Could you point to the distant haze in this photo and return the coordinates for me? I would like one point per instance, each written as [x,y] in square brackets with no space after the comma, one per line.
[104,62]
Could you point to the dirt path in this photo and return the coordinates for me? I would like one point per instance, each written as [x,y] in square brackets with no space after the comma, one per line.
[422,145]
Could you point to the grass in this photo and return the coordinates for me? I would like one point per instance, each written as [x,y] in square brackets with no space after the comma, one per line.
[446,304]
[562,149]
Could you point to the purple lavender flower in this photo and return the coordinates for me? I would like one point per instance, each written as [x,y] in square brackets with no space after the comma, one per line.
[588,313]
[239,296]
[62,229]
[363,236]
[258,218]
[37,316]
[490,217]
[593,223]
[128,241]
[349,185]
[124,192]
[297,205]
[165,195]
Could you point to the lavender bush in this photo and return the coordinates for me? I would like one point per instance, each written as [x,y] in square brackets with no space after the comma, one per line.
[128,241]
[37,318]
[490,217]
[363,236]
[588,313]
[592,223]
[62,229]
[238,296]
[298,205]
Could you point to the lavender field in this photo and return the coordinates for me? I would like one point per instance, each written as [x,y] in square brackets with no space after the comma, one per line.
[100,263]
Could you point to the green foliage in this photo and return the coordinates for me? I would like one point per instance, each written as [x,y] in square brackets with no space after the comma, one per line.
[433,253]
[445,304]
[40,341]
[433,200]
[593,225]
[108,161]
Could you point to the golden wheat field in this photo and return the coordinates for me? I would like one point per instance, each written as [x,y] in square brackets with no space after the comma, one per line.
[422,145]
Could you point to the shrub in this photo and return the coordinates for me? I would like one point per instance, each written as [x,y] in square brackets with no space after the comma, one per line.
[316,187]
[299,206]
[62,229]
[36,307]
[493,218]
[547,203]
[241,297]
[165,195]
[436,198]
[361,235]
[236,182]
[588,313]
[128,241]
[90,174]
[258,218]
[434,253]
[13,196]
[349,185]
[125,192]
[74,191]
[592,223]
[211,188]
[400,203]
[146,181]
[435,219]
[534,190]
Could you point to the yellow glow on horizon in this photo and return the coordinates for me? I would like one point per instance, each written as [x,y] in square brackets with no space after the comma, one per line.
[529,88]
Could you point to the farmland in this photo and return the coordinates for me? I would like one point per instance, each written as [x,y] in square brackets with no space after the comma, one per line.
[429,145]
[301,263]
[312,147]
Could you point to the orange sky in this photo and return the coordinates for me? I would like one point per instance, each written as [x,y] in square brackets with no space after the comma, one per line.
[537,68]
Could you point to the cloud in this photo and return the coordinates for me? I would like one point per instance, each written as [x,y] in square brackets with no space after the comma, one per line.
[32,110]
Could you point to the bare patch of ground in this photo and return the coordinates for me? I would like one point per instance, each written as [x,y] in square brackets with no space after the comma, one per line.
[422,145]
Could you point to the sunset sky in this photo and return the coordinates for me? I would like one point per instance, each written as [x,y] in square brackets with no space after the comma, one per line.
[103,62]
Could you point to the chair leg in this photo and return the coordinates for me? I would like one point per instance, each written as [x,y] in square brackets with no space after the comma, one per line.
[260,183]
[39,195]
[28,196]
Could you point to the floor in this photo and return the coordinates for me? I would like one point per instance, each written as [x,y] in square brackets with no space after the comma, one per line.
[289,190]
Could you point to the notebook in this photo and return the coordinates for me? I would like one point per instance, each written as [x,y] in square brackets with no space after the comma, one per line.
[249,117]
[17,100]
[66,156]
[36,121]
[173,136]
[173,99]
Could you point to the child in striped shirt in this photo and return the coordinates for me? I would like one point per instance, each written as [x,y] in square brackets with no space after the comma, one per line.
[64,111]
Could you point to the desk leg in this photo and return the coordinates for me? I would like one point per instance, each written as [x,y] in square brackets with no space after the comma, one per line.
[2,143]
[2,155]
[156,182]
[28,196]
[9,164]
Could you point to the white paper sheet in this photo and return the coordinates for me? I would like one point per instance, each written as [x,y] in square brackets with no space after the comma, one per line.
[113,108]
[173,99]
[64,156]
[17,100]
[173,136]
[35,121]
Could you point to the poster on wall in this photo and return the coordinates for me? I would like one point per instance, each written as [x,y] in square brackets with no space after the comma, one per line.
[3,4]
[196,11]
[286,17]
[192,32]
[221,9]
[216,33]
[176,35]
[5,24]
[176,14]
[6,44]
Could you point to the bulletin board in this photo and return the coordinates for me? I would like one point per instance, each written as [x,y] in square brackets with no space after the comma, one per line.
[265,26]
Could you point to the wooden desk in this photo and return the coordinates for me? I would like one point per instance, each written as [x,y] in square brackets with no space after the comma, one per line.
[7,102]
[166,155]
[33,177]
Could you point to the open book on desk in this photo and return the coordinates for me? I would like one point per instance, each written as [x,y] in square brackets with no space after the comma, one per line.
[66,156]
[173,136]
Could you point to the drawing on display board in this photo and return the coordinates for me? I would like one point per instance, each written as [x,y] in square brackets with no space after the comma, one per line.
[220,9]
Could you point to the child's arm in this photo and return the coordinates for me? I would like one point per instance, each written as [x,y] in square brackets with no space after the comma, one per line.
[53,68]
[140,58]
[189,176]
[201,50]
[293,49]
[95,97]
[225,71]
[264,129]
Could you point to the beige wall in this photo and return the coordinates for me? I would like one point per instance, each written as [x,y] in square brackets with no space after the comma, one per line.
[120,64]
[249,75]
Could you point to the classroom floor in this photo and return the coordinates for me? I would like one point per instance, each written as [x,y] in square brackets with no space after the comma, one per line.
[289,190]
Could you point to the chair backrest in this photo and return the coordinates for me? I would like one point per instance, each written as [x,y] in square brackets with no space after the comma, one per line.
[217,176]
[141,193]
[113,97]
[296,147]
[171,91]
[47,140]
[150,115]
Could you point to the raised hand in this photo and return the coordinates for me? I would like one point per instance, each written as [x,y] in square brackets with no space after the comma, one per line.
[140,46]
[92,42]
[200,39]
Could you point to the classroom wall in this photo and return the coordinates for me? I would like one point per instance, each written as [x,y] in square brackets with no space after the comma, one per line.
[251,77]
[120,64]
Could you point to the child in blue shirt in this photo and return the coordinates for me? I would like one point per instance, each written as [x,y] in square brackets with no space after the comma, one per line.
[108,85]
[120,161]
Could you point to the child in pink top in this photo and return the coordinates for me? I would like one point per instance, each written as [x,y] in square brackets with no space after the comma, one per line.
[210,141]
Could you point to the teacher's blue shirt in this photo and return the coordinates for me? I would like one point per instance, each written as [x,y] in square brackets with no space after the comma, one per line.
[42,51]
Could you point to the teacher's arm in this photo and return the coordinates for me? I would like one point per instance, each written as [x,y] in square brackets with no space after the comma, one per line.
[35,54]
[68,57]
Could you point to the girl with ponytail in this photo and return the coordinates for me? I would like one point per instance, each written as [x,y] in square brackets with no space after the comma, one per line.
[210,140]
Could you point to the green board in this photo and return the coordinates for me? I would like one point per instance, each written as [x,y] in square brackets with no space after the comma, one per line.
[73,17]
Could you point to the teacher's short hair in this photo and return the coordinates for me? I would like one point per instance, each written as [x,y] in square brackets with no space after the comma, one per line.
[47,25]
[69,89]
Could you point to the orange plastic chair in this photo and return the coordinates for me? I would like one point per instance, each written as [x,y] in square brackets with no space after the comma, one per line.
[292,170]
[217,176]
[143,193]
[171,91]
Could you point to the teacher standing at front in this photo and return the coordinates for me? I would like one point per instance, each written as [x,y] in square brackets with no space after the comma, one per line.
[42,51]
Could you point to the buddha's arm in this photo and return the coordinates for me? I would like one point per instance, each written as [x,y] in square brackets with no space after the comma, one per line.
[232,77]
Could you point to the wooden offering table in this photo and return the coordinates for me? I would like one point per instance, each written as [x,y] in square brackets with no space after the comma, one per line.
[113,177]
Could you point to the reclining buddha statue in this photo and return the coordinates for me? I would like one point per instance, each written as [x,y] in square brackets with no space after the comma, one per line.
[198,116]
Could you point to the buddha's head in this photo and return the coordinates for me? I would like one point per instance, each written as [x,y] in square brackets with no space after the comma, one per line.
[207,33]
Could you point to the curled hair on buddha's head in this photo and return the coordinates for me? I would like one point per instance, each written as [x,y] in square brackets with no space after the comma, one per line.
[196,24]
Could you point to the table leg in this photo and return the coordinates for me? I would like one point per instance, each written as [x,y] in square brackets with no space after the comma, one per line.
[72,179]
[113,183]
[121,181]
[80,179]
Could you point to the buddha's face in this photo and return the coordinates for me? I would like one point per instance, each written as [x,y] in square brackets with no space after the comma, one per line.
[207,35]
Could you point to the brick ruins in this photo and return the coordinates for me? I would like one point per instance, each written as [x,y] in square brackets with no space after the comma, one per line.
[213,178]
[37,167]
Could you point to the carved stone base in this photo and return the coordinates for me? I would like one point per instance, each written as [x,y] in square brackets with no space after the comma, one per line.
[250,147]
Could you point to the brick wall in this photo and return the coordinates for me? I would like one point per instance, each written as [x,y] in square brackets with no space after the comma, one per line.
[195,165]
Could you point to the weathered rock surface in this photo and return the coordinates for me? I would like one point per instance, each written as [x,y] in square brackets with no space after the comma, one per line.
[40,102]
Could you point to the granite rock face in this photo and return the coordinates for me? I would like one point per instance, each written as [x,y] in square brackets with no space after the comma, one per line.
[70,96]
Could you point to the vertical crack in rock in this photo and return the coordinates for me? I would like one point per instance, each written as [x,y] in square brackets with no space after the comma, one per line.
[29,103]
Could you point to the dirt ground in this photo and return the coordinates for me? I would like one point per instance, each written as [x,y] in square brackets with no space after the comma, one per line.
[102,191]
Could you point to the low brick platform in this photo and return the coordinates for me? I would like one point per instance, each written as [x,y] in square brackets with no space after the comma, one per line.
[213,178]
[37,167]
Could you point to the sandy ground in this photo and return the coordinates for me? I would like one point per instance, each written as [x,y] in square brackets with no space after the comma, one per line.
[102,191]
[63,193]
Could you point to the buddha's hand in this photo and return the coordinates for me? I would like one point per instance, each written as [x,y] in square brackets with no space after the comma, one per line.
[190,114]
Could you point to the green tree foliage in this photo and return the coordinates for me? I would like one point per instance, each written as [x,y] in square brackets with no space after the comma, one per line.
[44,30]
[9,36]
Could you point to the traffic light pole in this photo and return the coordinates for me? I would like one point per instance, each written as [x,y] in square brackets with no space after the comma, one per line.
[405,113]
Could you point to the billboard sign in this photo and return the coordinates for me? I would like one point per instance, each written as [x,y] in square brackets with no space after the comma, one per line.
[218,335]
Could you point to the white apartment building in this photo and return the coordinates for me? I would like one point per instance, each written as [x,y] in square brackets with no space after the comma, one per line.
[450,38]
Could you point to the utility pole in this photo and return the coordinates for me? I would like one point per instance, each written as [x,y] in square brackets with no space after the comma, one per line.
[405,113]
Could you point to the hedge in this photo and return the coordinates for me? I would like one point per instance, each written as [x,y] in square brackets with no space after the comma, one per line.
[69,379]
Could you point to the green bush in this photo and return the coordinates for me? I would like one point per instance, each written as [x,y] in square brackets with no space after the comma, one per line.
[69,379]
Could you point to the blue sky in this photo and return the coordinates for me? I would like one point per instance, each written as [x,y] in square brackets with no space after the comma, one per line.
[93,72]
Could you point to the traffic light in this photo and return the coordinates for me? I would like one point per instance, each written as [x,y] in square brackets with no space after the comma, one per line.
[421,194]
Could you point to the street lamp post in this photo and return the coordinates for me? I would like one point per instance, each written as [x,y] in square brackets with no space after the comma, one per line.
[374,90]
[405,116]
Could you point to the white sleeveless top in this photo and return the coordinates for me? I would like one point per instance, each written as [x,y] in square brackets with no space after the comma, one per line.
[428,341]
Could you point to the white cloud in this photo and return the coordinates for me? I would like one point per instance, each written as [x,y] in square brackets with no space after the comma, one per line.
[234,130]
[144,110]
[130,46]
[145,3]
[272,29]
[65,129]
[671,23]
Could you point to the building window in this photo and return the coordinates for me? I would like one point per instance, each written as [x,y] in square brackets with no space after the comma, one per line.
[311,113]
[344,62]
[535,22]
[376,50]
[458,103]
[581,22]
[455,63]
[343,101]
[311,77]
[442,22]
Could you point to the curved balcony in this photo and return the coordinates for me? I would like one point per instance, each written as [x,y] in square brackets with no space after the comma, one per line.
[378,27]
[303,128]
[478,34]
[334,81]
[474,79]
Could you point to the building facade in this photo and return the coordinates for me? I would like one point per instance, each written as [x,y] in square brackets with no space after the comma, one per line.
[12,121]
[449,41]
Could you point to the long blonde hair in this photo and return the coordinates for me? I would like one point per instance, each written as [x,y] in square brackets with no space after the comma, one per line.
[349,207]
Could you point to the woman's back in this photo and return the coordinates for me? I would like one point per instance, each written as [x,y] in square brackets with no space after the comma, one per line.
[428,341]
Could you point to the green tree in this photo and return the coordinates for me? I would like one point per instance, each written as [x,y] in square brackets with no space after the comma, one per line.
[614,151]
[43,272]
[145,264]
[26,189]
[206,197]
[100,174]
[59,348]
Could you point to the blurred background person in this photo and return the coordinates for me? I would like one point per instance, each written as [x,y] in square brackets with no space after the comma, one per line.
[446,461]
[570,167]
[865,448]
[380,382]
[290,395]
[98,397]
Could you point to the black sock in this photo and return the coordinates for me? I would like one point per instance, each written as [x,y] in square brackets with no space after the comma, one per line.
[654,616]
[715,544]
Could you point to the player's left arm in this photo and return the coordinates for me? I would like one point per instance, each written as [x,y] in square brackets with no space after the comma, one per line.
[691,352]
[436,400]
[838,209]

◆ Aim of the task:
Pull out every line from the one with "Could you point to the black" to the end of the listing, and output only those.

◆ Correct response:
Could you point to the black sock in this photo and return the coordinates for me? I would like one point per instance, each written as [x,y] in square brackets with no space after the comma, one per line.
[654,616]
[715,544]
Could you point to the player's left arm in this photo and return the coordinates for me? I would like one point per instance, each written as [x,y] in square brackets with no space after the comma, one per line.
[691,352]
[436,400]
[838,209]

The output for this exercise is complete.